─── Data to examine

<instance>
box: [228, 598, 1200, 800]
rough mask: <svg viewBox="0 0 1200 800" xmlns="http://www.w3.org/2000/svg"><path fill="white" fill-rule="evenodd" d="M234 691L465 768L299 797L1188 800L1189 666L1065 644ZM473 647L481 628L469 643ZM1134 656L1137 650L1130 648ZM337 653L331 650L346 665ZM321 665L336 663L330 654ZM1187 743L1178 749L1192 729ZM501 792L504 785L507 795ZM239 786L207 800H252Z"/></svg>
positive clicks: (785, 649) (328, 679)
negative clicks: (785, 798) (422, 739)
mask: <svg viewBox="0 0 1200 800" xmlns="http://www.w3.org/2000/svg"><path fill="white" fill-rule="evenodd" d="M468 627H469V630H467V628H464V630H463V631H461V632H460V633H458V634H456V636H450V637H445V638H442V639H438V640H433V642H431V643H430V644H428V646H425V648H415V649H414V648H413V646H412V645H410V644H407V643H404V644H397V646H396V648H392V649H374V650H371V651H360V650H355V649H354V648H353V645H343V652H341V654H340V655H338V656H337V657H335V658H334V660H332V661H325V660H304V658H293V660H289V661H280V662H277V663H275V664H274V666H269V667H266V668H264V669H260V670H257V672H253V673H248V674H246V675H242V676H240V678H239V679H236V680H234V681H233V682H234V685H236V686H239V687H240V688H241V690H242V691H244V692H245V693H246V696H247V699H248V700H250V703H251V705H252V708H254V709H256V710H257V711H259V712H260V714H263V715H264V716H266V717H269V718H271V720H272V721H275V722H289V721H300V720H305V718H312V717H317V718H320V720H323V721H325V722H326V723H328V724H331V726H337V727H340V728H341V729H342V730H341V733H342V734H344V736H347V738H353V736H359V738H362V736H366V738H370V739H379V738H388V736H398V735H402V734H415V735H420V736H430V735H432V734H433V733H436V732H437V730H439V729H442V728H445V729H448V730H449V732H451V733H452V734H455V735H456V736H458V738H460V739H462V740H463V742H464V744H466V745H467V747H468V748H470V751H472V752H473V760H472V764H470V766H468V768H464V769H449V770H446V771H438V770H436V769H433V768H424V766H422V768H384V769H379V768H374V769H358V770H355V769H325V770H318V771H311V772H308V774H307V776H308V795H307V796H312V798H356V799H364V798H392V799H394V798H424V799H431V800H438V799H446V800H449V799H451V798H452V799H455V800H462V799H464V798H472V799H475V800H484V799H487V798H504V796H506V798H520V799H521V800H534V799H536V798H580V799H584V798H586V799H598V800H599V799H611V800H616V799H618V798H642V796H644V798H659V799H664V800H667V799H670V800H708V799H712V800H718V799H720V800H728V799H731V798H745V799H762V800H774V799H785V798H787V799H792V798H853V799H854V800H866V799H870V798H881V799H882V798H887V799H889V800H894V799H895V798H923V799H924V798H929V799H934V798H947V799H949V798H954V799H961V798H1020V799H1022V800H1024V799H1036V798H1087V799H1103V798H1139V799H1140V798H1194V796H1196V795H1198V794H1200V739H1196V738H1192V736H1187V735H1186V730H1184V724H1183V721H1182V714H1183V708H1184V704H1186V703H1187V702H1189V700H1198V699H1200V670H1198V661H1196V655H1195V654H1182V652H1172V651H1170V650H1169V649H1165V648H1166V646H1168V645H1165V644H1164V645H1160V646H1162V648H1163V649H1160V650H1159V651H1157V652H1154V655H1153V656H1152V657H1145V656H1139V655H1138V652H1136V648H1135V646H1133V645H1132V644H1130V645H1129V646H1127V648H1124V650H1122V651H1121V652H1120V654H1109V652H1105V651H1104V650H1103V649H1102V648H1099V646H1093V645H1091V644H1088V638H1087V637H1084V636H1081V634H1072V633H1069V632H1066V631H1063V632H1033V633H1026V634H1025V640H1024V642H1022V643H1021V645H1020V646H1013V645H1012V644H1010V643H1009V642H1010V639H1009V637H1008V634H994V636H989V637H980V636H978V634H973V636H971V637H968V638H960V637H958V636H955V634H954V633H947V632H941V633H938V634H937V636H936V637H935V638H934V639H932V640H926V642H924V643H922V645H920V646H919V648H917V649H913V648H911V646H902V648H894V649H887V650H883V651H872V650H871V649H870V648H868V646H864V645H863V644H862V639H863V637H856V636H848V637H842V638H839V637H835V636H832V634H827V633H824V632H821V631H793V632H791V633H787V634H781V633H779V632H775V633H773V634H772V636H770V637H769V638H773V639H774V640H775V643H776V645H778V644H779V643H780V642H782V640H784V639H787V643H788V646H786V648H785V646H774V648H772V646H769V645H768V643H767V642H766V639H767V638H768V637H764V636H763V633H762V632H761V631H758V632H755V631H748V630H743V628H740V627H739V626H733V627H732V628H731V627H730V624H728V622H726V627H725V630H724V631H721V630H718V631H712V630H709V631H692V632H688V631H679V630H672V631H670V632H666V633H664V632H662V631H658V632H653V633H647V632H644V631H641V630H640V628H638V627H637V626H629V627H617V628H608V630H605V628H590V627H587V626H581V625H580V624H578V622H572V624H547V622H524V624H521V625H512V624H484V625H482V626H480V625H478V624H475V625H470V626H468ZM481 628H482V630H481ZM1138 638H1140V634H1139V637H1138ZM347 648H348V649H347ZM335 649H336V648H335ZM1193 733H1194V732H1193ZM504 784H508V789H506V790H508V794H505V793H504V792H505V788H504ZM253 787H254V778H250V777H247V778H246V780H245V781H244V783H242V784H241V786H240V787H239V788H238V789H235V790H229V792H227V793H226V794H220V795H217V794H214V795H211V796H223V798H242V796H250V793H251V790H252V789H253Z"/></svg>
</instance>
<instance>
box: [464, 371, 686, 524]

──────

# Task details
Put every line of the items above into a Markdown table with two columns, Row and Line. Number the rows and skip any blank lines.

# Solved problem
| Row | Line |
|---|---|
| 1 | <instance> |
| 2 | box: [228, 598, 1200, 800] |
| 3 | rough mask: <svg viewBox="0 0 1200 800" xmlns="http://www.w3.org/2000/svg"><path fill="white" fill-rule="evenodd" d="M234 691L465 768L299 797L1188 800L1189 666L1065 644ZM473 647L481 628L469 643ZM1134 656L1137 650L1130 648ZM337 653L331 650L346 665ZM321 665L336 663L330 654ZM1187 743L1178 749L1192 729ZM501 792L504 785L507 795ZM239 786L207 800H252Z"/></svg> |
| 4 | positive clicks: (785, 649) (328, 679) |
| 5 | negative clicks: (785, 798) (422, 739) |
| 6 | mask: <svg viewBox="0 0 1200 800" xmlns="http://www.w3.org/2000/svg"><path fill="white" fill-rule="evenodd" d="M468 627H469V630H467V628H464V630H463V631H461V632H460V633H458V634H456V636H450V637H445V638H442V639H438V640H433V642H431V643H430V644H428V646H425V648H415V649H414V648H413V646H412V645H410V644H407V643H404V644H397V646H396V648H392V649H374V650H371V651H360V650H355V649H354V648H353V645H343V652H341V654H340V655H338V656H337V657H335V658H334V660H332V661H325V660H304V658H293V660H289V661H280V662H277V663H275V664H274V666H269V667H266V668H264V669H260V670H257V672H253V673H248V674H246V675H242V676H240V678H239V679H236V680H234V681H233V682H234V685H236V686H239V687H240V688H241V690H242V691H244V692H245V693H246V696H247V699H248V700H250V703H251V705H252V708H254V709H256V710H257V711H259V712H260V714H263V715H264V716H266V717H269V718H271V720H272V721H275V722H289V721H300V720H305V718H312V717H317V718H320V720H323V721H325V722H326V723H328V724H331V726H337V727H340V728H341V729H342V730H341V733H342V734H344V736H347V738H353V736H359V738H362V736H366V738H370V739H379V738H388V736H398V735H402V734H415V735H420V736H430V735H432V734H433V733H436V732H437V730H439V729H442V728H445V729H448V730H449V732H451V733H452V734H455V735H456V736H458V738H460V739H462V740H463V742H464V744H466V745H467V747H468V748H470V751H472V752H473V760H472V764H470V766H468V768H464V769H449V770H446V771H438V770H436V769H433V768H424V766H422V768H384V769H379V768H374V769H358V770H355V769H325V770H318V771H311V772H308V774H307V776H308V795H307V796H312V798H356V799H364V798H392V799H394V798H424V799H431V800H438V799H446V800H449V799H451V798H452V799H455V800H462V799H464V798H472V799H475V800H484V799H487V798H504V796H506V798H520V799H521V800H534V799H536V798H580V799H584V798H586V799H598V800H599V799H611V800H616V799H618V798H642V796H644V798H659V799H664V800H667V799H670V800H708V799H712V800H718V799H720V800H728V799H731V798H745V799H762V800H774V799H785V798H787V799H792V798H853V799H854V800H866V799H870V798H881V799H882V798H887V799H889V800H894V799H895V798H923V799H924V798H929V799H934V798H947V799H949V798H954V799H961V798H1020V799H1022V800H1024V799H1036V798H1087V799H1103V798H1139V799H1140V798H1194V796H1196V795H1198V794H1200V739H1196V738H1192V736H1187V735H1186V730H1184V724H1183V721H1182V714H1183V708H1184V704H1186V703H1187V702H1189V700H1198V699H1200V670H1198V661H1196V655H1195V654H1182V652H1172V651H1170V650H1169V649H1165V648H1166V646H1168V645H1165V644H1164V645H1160V646H1162V648H1163V649H1160V650H1159V651H1157V652H1154V655H1153V656H1152V657H1145V656H1139V655H1138V652H1136V648H1135V646H1133V645H1132V644H1130V645H1129V646H1127V648H1124V650H1122V651H1121V652H1120V654H1109V652H1105V651H1104V650H1103V649H1102V648H1099V646H1093V645H1091V644H1088V638H1087V637H1084V636H1081V634H1072V633H1069V632H1066V631H1063V632H1033V633H1026V634H1025V640H1024V642H1022V643H1021V645H1020V646H1013V645H1012V644H1010V643H1009V642H1010V639H1009V637H1008V634H994V636H989V637H980V636H978V634H973V636H971V637H968V638H960V637H958V636H955V634H954V633H947V632H941V633H938V634H937V636H936V637H935V638H934V639H932V640H926V642H924V643H922V645H920V646H919V648H917V649H913V648H911V646H902V648H894V649H887V650H883V651H872V650H871V649H870V648H868V646H864V645H863V644H862V639H863V637H856V636H848V637H842V638H839V637H835V636H832V634H827V633H824V632H821V631H793V632H791V633H787V634H781V633H779V632H775V633H773V634H772V636H770V637H769V638H773V639H774V640H775V643H776V645H778V644H779V643H780V642H782V640H784V639H787V643H788V646H786V648H785V646H774V648H772V646H769V645H768V643H767V642H766V639H767V638H768V637H764V636H763V633H762V632H761V631H758V632H755V631H748V630H743V628H740V627H739V626H733V627H732V628H731V627H730V624H728V622H726V627H725V630H724V631H721V630H718V631H712V630H709V631H692V632H688V631H679V630H672V631H670V632H666V633H664V632H662V631H658V632H653V633H647V632H644V631H641V630H640V628H638V627H637V626H629V627H617V628H608V630H605V628H590V627H587V626H581V625H580V624H578V622H572V624H547V622H524V624H521V625H512V624H484V625H482V626H480V625H478V624H475V625H470V626H468ZM481 628H482V630H481ZM1138 638H1140V634H1139V637H1138ZM347 648H348V649H347ZM335 649H336V648H335ZM1193 733H1194V732H1193ZM504 784H508V789H506V790H508V794H505V793H504V792H505V788H504ZM253 787H254V778H250V777H247V778H246V780H245V781H244V783H242V784H241V786H240V787H239V788H238V789H235V790H229V792H227V793H226V794H220V795H217V794H214V795H211V796H223V798H242V796H250V793H251V790H252V789H253Z"/></svg> |
| 7 | </instance> |
| 8 | <instance> |
| 9 | box: [464, 371, 686, 524] |